What is being asked. Reproduce the following lines verbatim.

========

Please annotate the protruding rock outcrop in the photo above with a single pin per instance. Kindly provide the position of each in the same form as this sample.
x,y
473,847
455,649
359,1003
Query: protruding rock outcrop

========

Correct output.
Please annotate the protruding rock outcrop in the photo above with a single pin per instance. Kindly provide the position of each in the same form as this sample.
x,y
473,847
455,649
359,1003
Query: protruding rock outcrop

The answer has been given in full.